»»

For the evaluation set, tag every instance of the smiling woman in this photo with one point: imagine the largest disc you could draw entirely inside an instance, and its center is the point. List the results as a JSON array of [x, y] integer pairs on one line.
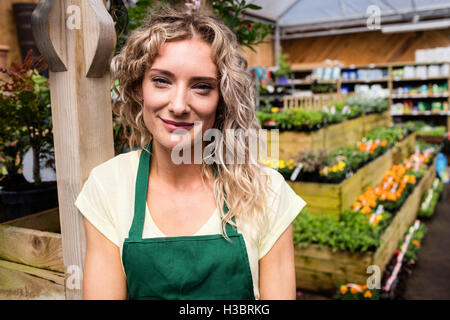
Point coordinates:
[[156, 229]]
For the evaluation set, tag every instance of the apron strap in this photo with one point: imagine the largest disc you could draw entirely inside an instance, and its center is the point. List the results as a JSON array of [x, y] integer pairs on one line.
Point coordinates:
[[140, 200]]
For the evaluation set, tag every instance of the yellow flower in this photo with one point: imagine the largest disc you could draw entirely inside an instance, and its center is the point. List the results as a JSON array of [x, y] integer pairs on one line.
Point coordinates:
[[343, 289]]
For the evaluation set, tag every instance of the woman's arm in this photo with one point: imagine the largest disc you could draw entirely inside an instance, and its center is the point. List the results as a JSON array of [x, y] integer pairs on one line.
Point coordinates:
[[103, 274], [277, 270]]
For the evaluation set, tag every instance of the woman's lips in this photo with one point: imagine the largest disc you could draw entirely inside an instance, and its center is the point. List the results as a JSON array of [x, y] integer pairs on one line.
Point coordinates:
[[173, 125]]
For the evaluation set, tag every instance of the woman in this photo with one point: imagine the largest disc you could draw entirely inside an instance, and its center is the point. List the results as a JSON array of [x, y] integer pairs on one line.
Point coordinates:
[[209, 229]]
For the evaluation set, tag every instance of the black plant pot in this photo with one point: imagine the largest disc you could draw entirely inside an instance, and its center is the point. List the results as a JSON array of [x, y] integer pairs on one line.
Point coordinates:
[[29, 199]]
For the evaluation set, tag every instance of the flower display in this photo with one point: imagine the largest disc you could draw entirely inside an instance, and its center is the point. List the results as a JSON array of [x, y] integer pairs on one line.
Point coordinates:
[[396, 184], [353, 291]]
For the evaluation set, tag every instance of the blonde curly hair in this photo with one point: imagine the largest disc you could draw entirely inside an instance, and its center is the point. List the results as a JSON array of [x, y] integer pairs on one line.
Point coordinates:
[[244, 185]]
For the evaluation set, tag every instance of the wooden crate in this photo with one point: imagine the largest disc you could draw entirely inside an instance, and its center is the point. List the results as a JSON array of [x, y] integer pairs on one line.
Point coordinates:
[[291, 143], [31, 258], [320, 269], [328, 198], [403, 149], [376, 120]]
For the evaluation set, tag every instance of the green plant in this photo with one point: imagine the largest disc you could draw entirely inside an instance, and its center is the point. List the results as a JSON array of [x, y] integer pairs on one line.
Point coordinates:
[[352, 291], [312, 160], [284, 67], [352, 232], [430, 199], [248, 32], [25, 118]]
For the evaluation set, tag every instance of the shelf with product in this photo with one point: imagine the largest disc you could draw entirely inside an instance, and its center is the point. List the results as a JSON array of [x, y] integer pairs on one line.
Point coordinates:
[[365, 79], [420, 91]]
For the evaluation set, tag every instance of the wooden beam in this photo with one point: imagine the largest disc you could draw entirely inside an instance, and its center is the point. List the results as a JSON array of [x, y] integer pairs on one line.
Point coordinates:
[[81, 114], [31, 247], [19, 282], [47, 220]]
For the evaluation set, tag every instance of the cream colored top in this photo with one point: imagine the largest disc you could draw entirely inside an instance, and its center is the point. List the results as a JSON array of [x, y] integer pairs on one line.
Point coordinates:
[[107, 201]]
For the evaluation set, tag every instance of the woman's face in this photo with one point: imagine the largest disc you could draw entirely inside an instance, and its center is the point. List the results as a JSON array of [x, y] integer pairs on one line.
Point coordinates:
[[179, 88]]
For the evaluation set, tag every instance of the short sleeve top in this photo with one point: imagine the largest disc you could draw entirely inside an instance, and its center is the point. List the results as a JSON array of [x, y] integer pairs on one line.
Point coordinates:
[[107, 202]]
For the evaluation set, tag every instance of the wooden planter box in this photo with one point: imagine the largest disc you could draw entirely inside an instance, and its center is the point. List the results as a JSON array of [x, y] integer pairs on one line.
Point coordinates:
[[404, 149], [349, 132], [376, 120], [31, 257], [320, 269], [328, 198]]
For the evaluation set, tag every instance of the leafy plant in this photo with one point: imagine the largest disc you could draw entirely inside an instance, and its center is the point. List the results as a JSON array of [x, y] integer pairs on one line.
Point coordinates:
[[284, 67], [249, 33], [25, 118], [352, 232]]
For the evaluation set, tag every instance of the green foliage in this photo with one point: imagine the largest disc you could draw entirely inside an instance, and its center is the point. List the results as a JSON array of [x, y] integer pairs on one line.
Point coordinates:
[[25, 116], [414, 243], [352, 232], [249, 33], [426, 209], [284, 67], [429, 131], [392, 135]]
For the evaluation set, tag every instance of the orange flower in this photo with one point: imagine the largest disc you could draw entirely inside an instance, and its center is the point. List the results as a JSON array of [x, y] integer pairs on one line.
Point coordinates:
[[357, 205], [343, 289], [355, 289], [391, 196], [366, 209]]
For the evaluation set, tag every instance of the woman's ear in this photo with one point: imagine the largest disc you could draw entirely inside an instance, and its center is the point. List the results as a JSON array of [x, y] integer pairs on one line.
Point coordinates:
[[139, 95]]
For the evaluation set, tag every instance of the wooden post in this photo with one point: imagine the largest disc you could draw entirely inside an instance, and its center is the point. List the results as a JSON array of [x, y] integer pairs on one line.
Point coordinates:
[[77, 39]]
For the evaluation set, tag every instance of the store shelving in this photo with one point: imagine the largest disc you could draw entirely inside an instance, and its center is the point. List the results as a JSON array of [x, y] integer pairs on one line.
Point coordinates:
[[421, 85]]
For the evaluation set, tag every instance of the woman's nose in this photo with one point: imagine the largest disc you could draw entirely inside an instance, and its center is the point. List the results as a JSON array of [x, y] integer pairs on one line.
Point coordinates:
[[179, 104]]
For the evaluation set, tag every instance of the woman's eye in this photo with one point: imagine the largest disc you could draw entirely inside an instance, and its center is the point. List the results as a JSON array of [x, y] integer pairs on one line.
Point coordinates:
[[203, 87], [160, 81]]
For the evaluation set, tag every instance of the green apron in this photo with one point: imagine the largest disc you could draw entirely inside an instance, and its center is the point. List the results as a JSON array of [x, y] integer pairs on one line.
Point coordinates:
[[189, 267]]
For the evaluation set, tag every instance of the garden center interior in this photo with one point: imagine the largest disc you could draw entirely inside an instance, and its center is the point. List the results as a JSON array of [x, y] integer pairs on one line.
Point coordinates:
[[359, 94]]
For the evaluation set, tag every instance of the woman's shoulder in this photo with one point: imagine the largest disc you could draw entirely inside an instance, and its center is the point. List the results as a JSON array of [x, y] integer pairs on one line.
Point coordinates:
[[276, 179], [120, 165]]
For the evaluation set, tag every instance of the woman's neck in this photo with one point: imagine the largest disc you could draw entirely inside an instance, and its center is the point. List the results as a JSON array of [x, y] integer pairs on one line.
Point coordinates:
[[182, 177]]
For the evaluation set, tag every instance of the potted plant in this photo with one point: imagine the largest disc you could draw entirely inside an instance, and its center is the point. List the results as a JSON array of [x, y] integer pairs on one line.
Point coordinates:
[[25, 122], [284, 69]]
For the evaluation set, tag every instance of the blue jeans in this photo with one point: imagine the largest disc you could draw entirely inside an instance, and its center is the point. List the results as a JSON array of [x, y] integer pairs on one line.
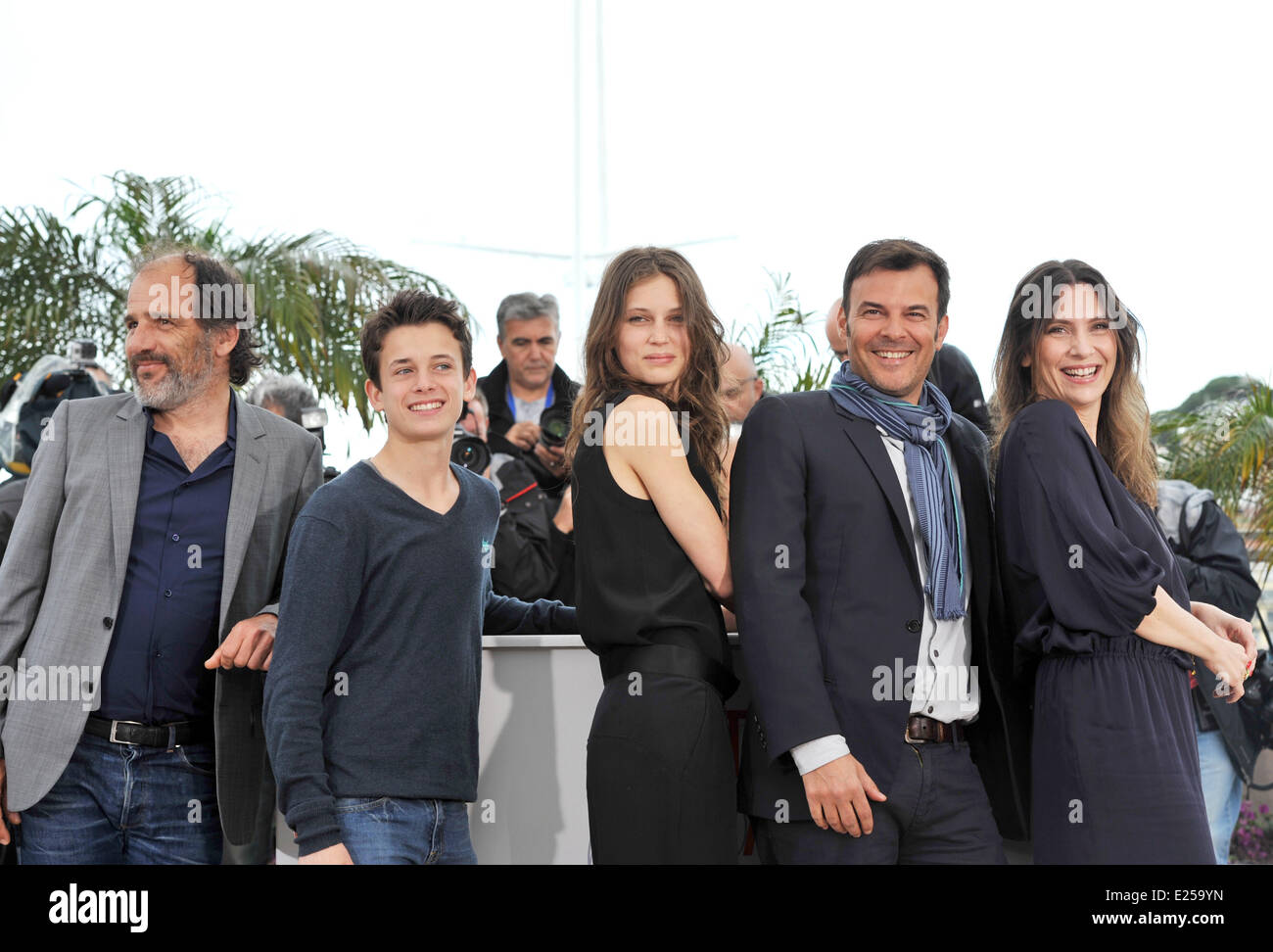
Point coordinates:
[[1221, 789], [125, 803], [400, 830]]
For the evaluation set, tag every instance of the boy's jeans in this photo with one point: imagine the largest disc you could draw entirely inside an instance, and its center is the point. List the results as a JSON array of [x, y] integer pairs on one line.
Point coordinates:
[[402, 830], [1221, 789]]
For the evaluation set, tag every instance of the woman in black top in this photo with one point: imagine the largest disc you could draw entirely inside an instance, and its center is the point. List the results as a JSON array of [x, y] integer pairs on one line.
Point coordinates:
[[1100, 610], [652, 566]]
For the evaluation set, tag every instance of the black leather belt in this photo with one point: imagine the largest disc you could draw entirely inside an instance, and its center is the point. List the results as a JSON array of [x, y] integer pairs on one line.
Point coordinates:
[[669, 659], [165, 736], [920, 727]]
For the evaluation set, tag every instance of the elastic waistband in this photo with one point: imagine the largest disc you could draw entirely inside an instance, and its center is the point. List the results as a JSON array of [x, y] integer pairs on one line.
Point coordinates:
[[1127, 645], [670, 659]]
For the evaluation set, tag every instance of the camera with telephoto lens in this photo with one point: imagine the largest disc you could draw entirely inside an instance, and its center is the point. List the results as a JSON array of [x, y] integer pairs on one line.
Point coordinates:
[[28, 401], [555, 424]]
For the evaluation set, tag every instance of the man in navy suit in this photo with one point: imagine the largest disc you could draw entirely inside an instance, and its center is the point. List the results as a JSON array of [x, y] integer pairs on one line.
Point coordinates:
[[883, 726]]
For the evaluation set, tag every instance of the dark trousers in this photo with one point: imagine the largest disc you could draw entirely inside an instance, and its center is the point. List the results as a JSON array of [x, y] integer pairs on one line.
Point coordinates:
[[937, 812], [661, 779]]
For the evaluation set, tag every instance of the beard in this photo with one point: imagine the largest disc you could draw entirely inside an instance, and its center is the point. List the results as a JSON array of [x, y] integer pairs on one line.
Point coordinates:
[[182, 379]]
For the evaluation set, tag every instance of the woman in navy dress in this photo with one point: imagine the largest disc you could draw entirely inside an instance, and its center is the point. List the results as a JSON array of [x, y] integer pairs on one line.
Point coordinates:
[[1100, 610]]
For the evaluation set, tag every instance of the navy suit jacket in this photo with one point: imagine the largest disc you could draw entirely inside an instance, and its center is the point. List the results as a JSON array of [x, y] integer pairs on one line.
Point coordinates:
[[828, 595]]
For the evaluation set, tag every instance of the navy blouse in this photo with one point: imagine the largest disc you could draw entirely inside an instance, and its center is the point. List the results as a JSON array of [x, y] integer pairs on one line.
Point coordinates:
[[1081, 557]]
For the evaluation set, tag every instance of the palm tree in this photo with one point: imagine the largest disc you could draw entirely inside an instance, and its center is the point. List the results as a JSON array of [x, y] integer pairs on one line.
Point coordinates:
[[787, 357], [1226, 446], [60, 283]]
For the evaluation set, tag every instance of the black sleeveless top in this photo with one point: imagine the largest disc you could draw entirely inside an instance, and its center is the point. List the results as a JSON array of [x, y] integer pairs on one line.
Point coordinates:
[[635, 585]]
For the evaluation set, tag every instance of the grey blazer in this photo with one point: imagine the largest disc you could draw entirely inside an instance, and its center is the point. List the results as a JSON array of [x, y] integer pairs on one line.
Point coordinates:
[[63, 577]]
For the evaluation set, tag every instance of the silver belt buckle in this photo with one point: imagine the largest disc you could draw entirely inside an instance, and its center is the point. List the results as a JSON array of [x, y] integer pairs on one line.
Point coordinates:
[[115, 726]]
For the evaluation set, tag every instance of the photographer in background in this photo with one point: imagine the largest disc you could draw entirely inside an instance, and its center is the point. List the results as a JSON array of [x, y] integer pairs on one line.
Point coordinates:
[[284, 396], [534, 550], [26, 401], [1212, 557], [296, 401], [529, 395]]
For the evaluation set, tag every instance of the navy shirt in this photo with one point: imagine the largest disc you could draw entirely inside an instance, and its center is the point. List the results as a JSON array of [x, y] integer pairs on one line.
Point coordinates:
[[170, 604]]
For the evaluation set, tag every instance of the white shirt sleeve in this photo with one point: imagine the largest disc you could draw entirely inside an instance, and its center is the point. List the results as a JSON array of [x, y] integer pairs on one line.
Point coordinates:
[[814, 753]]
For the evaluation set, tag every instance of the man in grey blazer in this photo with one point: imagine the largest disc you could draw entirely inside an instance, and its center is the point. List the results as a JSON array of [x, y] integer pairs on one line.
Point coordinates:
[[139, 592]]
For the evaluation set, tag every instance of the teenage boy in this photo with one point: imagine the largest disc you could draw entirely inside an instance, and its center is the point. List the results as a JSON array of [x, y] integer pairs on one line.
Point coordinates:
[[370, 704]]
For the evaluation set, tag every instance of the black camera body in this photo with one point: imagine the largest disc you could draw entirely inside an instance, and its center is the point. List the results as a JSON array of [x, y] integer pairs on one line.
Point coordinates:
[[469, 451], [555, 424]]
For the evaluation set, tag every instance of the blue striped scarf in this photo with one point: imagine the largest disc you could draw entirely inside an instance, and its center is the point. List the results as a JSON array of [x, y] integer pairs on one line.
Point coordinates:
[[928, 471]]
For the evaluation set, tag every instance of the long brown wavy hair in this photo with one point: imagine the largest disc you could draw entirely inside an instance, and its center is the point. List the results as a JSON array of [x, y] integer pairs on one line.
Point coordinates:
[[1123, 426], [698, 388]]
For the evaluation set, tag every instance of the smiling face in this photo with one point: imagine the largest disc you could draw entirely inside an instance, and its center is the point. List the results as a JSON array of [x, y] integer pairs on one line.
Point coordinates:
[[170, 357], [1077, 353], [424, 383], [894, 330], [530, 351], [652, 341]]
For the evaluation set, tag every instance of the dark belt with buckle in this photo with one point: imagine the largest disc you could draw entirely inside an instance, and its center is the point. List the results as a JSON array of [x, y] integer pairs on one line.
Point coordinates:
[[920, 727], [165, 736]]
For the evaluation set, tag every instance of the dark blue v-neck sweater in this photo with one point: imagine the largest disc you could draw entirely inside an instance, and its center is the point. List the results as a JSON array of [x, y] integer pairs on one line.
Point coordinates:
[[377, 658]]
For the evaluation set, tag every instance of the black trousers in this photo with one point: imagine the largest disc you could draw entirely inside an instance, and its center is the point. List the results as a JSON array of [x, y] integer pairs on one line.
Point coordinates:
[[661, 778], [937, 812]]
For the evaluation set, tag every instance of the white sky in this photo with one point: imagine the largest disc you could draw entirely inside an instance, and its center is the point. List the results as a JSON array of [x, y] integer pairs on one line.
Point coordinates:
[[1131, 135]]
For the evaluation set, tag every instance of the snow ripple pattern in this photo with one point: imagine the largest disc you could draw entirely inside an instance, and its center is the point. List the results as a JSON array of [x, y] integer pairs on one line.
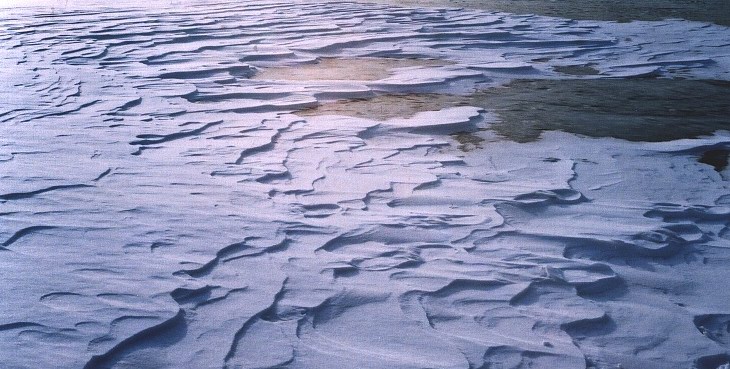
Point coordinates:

««

What this task involves: Can you lay out the records above as a JSON list of strings, one string per line, covering everything from the very start down to and including the line that contains "[[156, 229]]"? Skip blank lines and leave the pictures out.

Exercise output:
[
  "For the evaluation set, tag every instance of the smiling woman in this photo with one point: imagine the largest disc you could draw entirely inside an instance, and its center is the point. List the results as a JSON array of [x, y] integer pairs on one line.",
  "Point coordinates:",
  "[[156, 229]]"
]